*Vorgegebener Text*:

________________________

Bayern 2

Coole Coups Hommage an den Filmemacher Klaus Lemke

Das Bayerische Feuilleton erinnert an einen ewigen Rebellen, eine Schwabinger Legende, einen Straßen-Cowboy - Klaus Lemke. Am Donnerstag, den 7. Juli 2022, ist der Kult-Regisseur im Alter von 81 Jahren in München gestorben. In dieser Sendung aus dem Jahr 2015 kommen u.a. Cleo Kretschmer, Wolfgang Viereck, und Christine Zierl alias Dolly Dollar zu Wort.

Von: Friedemann Beyer

Stand: 09.07.2022 | Archiv

Klaus Lemke beim Opening vom 34. Filmfest München 2016 im Mathäser Filmpalast | Bild: picture-alliance/dpa/Petra Schönberger/Geisler-Fotopress

Seit über fünfzig Jahren gehörte Klaus Lemkes Leben dem Film: als Autor, Darsteller, Regisseur, Produzent und Cutter. Mehr als fünfzig Filme hat Lemke veröffentlicht. Ebenso viele hat er abgebrochen und verworfen. Lemkes Karriere kannte alle Höhen und Tiefen einer erfolgsgetriebenen Branche.

"Naja, der Klaus is für mich wirklich so ein Asphalt Cowboy, so ein Revoluzzer auch. Der lasst sich nix g'fallen, hat halt seine eigenen Ideen."

(Dolly Dollar)

"Man könnte ihn eigentlich mit dem Rattenfänger von Hameln vergleichen. Er hat was von einem Rattenfänger. Man folgte ihm ganz gern. Er brauchte noch nicht mal auf seiner Flöte zu blasen."

(Wolfgang Fierek)

"Der Klaus ist eine gespaltene Persönlichkeit, denn er ist auf der einen Seite ein einsamer Wolf, auf der anderen Seite aber auch der Leitwolf, der immer auch das Rudel um sich herum braucht, obwohl er in der Mitte von seinem Rudel immer allein ist."

________________________

*Auszug der Daten*:
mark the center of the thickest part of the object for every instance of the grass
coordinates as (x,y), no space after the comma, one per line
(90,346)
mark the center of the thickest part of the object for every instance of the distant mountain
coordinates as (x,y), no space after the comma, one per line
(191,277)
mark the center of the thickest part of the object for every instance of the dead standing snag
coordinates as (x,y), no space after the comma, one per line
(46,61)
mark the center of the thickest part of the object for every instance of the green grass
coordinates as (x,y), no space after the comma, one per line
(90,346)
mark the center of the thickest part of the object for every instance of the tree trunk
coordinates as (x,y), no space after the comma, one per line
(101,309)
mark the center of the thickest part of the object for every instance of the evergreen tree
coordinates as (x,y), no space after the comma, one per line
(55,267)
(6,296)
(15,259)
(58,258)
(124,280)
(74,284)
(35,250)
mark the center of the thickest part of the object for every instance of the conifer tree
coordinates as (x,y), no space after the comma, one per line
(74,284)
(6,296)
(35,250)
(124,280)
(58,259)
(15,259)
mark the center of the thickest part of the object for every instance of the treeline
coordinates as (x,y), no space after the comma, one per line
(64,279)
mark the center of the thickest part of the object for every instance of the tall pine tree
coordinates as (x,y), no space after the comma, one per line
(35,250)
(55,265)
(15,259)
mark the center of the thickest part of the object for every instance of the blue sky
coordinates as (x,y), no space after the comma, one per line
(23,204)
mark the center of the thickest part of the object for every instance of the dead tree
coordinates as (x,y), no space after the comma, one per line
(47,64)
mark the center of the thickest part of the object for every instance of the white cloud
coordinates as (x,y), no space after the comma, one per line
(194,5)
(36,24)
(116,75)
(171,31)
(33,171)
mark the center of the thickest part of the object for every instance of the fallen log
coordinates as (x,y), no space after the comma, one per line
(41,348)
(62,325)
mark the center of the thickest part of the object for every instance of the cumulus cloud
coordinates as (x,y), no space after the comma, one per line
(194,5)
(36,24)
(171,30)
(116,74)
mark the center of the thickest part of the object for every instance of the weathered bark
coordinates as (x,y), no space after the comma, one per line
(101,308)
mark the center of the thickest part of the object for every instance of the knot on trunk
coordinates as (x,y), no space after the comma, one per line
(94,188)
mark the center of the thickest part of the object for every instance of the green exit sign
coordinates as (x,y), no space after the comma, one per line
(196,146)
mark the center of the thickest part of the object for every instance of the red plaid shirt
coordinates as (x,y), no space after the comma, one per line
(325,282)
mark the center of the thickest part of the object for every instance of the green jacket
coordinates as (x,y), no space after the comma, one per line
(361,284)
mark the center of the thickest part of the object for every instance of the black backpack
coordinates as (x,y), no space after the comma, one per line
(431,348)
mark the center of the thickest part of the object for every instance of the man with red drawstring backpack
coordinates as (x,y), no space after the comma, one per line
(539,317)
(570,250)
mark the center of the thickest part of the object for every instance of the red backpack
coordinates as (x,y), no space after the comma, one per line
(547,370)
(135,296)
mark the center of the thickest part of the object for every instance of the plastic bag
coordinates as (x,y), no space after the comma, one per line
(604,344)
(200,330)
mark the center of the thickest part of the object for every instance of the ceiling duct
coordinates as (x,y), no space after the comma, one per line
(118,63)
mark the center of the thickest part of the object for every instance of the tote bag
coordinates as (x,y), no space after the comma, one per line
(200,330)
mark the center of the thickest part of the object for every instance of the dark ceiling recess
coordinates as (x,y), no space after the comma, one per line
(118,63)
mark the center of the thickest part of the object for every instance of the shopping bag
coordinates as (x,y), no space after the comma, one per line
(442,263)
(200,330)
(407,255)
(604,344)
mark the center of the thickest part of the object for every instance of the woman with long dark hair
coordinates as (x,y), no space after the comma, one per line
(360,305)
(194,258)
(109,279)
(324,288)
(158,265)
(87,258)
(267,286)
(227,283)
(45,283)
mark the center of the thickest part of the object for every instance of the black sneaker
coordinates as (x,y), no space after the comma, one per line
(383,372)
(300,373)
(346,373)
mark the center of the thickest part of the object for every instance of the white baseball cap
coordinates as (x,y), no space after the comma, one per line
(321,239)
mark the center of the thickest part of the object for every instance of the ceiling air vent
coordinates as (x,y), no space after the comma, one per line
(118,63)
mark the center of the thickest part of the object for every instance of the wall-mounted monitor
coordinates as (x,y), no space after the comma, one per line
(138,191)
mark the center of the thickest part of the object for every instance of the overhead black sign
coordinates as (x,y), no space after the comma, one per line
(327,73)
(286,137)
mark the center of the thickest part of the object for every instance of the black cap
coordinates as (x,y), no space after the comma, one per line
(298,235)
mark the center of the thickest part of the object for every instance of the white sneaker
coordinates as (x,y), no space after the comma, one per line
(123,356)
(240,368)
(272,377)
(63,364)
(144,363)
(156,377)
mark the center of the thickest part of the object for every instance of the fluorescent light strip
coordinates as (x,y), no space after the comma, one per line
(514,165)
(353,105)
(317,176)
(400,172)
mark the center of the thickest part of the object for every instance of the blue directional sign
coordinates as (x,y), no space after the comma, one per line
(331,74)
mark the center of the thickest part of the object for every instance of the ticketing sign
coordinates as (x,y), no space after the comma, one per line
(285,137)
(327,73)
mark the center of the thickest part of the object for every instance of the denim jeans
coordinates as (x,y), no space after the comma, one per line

________________________

*Übungsaufgaben*:
**a.** Kannst du im Text über Klaus Lemke alles von „Seit über fünfzig“ bis hinunter zu „(Dolly Dollar)“ wortgetreu abschreiben?
**b.** Wie geht der Text über Klaus Lemke nach seinem letzten Satz weiter? Setze ihn von dort aus fort.

*Lösungen zur Übung*:
**a.**
Seit über fünfzig Jahren gehörte Klaus Lemkes Leben dem Film: als Autor, Darsteller, Regisseur, Produzent und Cutter. Mehr als fünfzig Filme hat Lemke veröffentlicht. Ebenso viele hat er abgebrochen und verworfen. Lemkes Karriere kannte alle Höhen und Tiefen einer erfolgsgetriebenen Branche.

"Naja, der Klaus is für mich wirklich so ein Asphalt Cowboy, so ein Revoluzzer auch. Der lasst sich nix g'fallen, hat halt seine eigenen Ideen."

(Dolly Dollar)

**b.**
(Cleo Kretschmer)

Bildergalerie zu Lemkes Leben

Seit fünf Jahrzehnten in Schwabing verwurzelt

Im Mai 2015 - kurz vor den Aufnahmen zum Bayerischen Feuilleton - begannen die Dreharbeiten zu Klaus Lemkes 46. Film. Arbeitstitel: "Unterwäsche-Lügen". Schauplatz: Die Münchner Maxvorstadt und Schwabing. Wo sonst? Hier wohnte Lemke seit mehr als fünf Jahrzehnten, hier lagen seine filmischen Universitäten, hier entdeckte er Iris Berben, Dolly Dollar, Wolfang Fierek und Cleo Kretschmer, hier kannte er sich aus.

Schwabinger Kult-Lokalitäten: Café "Capri" und die "Klappe"

"Café Capri war zunächst mal ein kleines spießiges Café direkt neben der Buchhandlung Lehmkuhl, wo absolut niemand hinging. Chef war Mister Del Faro, ehemals Chef-Barman auf einem italienischen Ocean Liner. Der hatte das nicht gern, wenn man an der Bar stand, aber hinsetzen wollte sich in dem Café auch niemand - in diese merkwürdige kleinbürgerliche italienische Atmosphäre."

(Klaus Lemke)

"Du hast dich ja nur ins Capri reinstellen brauchen, da sind ja die zukünftigen Stars ein und aus gelaufen, waren tolle Leute dabei. (…) Aber so in den 70er Jahren hat München wirklich geleuchtet, da war echt was los. Der Klaus war damals immer nur mit seiner Männergruppe unterwegs, das waren alles bärenstarke Typen, immer nur in Lederjacken, in Jeans und standen dann zu fünft am Tresen im Capri, und da musst‘ ich mich durchsetzen. Ich hab‘ mich dann einfach dazwischen gestellt und war halt auch da."

(Cleo Kretschmer)

"Im Capri benahm man sich ja anständig. Dann ging man später über die Leopoldstraße - und da war man schon in der Klappe, auf dem Minenfeld. Die Klappe war das Gegenteil vom Capri."

(Klaus Lemke)

Klaus Lemke über den Kult-Punk-Club "Klappe"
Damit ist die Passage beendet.